Selected excerpt >>
______
In an introduction produced for French television in 1963, Rossellini cited philosopher and activist Simone Weil as another influence on the film's main character. Additionally, film historian Elena Dagrada and Rossellini's daughter Isabella interpreted Irene as a projection of the director's trying to come to terms with the early death of his first son.

The film's sets were designed by Virgilio Marchi, a veteran Futurist architect, together with Ferdinando Ruffo. For the Italian language version, Ingrid Bergman was dubbed by Lydia Simoneschi.

==Release==
Europe '51 premiered at the Venice Film Festival on 12 September 1952 in a 118 minutes long version, which was shortened by 4 minutes before its release in Italian cinemas on 8 January 1953. Giulio Andreotti, responsible for government policy on cinema between 1947 and 1953, had, among other aspects, questioned the film's portrayal of a Communist caring for a poor, sick child while ignoring the Catholic tradition of charity, and the negative juxtaposition of Irene's Christianity with representatives of the law and the church. This resulted in changes and deletions of religious and political content prior to the film's September premiere, and again before its release in Italian cinemas. Scenes altered or cut included a line in which Irene addresses André as "the dove of peace", or religious quotations by Irene in discussions with André and the priest at the sanatorium. The English language version for the international market ran 9 minutes shorter than the festival version, omitting scenes like Irene watching a newsreel about the relocation of the inhabitants of small village which has to make way for a reservoir dam, or her search for a doctor for Ines.
______
[Dataset entries]
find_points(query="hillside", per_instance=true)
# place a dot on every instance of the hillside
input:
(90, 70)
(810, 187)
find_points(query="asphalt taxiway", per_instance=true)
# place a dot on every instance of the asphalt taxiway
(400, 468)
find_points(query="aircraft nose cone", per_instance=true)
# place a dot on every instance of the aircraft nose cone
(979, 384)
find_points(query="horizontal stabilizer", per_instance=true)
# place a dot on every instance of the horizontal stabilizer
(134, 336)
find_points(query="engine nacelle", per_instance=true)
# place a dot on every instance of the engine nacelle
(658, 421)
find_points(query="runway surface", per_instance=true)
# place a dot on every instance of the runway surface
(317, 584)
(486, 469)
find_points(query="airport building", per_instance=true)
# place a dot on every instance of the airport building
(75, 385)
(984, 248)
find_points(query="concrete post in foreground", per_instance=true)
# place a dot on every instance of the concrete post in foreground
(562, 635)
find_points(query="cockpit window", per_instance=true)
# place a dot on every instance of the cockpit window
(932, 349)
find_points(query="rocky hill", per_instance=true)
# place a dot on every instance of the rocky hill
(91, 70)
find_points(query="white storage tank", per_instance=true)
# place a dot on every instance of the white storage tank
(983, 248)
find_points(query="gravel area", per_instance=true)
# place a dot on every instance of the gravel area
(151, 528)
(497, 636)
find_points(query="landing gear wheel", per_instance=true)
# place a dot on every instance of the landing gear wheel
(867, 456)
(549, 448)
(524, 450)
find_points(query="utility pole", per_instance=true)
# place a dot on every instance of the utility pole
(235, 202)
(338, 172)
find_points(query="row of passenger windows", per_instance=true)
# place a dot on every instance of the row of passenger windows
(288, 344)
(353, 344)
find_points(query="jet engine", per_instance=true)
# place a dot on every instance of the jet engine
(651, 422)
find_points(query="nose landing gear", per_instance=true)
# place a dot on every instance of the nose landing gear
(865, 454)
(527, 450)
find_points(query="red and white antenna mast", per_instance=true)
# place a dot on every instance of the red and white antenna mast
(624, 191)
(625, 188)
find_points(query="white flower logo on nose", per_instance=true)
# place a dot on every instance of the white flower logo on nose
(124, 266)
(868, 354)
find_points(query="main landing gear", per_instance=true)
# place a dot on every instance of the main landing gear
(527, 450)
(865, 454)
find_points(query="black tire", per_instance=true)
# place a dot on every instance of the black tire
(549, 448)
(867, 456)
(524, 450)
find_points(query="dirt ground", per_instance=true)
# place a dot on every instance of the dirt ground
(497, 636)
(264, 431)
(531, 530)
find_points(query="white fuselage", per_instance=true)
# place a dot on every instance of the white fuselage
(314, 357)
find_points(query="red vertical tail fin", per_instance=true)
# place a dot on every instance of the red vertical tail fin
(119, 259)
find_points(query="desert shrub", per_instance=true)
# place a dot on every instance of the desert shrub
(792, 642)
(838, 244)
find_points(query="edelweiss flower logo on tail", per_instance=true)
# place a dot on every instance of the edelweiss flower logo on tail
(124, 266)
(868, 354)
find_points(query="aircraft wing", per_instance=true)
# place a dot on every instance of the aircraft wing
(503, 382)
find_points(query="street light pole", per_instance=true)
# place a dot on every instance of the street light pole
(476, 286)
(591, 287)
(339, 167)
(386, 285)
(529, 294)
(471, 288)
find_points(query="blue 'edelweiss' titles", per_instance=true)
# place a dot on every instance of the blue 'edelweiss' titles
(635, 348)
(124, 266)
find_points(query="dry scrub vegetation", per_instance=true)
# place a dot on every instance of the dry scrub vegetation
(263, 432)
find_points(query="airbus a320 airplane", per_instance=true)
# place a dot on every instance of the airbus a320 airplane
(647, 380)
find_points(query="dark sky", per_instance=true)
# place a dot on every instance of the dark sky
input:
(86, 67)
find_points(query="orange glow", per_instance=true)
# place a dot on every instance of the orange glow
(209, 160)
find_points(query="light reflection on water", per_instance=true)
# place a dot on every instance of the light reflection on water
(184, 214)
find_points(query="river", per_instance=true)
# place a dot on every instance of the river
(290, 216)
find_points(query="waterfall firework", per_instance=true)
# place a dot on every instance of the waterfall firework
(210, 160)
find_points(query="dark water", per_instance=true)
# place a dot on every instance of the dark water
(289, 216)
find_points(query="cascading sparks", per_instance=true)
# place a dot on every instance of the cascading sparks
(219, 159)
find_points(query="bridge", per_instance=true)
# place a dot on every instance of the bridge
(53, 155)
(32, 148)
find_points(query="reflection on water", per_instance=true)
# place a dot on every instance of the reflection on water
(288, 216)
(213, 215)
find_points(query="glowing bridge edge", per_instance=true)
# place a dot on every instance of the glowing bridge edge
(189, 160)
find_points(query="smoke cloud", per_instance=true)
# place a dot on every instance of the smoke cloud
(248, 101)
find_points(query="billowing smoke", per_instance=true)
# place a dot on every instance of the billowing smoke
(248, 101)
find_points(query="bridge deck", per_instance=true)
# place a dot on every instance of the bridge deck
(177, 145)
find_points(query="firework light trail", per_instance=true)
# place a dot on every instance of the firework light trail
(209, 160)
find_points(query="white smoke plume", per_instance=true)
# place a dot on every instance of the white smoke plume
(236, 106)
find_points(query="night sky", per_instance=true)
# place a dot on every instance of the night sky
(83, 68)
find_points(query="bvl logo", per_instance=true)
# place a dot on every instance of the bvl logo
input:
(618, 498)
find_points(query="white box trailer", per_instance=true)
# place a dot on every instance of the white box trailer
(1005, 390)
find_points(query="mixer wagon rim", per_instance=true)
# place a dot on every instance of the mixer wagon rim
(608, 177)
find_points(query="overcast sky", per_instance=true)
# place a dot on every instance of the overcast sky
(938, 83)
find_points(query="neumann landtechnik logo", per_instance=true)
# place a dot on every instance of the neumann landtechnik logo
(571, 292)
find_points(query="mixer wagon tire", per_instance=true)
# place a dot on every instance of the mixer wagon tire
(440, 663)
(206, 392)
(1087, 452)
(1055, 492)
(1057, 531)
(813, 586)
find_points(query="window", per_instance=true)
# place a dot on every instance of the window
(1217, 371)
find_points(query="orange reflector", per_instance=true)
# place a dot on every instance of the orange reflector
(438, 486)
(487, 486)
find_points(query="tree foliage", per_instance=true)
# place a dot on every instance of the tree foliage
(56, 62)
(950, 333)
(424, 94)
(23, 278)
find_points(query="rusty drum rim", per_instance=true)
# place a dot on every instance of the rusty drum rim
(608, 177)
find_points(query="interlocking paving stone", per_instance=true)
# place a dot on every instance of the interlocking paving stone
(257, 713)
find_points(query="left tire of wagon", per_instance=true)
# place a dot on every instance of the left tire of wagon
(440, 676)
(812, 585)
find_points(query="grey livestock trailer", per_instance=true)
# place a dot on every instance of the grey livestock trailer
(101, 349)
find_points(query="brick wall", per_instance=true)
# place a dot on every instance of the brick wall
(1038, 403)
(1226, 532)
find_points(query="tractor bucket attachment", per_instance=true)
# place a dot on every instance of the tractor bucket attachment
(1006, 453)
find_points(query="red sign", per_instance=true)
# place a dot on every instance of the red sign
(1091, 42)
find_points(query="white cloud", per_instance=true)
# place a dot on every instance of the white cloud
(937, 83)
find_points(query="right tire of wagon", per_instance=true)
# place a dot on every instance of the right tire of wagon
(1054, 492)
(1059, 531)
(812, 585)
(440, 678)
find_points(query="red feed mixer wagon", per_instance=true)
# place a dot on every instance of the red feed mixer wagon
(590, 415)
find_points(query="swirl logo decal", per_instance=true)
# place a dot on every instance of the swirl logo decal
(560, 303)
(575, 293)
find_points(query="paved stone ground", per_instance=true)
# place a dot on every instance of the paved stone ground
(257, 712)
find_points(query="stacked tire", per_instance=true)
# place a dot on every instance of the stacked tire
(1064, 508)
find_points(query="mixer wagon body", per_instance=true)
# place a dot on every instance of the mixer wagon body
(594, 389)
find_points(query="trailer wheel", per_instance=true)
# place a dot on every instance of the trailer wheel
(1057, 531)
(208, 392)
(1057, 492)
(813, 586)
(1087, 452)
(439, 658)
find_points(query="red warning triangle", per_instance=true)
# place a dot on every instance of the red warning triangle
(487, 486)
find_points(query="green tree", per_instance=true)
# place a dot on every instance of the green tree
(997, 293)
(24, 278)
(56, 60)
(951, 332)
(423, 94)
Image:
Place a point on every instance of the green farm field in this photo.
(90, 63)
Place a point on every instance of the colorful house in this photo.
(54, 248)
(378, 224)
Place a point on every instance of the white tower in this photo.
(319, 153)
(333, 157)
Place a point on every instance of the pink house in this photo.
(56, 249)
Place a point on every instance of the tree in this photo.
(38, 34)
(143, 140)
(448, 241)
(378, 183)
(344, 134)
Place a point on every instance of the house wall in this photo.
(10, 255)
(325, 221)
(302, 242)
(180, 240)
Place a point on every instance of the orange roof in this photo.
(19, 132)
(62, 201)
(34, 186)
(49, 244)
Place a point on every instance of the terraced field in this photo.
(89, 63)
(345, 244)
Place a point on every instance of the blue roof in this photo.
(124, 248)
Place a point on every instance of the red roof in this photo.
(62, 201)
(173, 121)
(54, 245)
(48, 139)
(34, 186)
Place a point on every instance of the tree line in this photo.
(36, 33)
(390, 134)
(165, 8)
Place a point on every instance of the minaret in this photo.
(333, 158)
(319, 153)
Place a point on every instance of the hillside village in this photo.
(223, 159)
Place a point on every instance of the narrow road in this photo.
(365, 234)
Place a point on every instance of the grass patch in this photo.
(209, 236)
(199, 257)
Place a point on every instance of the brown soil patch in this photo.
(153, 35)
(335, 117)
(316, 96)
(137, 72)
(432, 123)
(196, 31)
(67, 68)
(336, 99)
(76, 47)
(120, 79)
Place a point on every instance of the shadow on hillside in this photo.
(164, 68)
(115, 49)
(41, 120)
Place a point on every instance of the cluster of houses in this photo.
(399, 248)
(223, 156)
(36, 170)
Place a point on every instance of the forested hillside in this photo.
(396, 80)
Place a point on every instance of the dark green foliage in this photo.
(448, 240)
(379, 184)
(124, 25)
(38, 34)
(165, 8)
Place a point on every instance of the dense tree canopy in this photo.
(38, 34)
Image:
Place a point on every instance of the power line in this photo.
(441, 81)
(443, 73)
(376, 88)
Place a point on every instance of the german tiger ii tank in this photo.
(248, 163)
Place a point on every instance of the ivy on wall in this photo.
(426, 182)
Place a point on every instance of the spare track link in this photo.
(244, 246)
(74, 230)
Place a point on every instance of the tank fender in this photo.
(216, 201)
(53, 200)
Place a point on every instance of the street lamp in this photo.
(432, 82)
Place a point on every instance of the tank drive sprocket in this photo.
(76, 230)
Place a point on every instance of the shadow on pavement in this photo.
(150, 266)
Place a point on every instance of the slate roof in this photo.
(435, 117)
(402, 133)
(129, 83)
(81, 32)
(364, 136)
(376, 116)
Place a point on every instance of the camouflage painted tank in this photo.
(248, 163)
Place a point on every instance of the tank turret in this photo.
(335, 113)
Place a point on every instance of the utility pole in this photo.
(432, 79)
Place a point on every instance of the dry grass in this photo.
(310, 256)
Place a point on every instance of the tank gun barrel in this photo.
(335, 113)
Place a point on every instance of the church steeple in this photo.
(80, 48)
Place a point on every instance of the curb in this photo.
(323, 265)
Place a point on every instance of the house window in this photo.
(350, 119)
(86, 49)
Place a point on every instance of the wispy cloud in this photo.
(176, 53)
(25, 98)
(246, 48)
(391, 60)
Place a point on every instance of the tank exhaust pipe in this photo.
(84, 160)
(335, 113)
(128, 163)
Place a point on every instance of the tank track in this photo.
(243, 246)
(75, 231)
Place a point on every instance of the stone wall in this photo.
______
Activities >>
**A.** In the passage about the film Europe '51, who dubbed Ingrid Bergman for the Italian language version?
**B.** Continue the passage about the release of Europe '51 from where it stops.

Per-task answers >>
**A.** Lydia Simoneschi.

**B.**
The film was only a moderate success among cinemagoers in Italy, and even less abroad. Released as The Greatest Love in the US in 1954, it gained little attention, and it was not distributed at all in Great Britain.

In 2013, the Criterion Collection released Europe '51 as part of a three-disc set titled 3 Films By Roberto Rossellini Starring Ingrid Bergman (also containing Stromboli and Journey to Italy), which featured both the English and Italian language versions. The film also received repeated retrospective festival screenings, including the Locarno Film Festival in 1977, the Torino Film Festival in 2000 and the Il Cinema Ritrovato festival in 2015.

==Reception==
Upon its premiere at the Venice Film Festival, Europe '51 was harshly criticised both from a leftist and a Catholic point of view. Piero Regnoli of the L'Osservatore Romano saw the film as Rossellini's best in years, but criticised the portrayal of the representatives of religious and worldly authorities. In his 1954 review for the New York Times, Bosley Crowther found kind words for star Ingrid Bergman, but dismissed the film as "bleakly superficial and unconvincing". On the other hand, French critic André Bazin called Europe '51 an "accursed masterpiece" which had been misjudged by its critics.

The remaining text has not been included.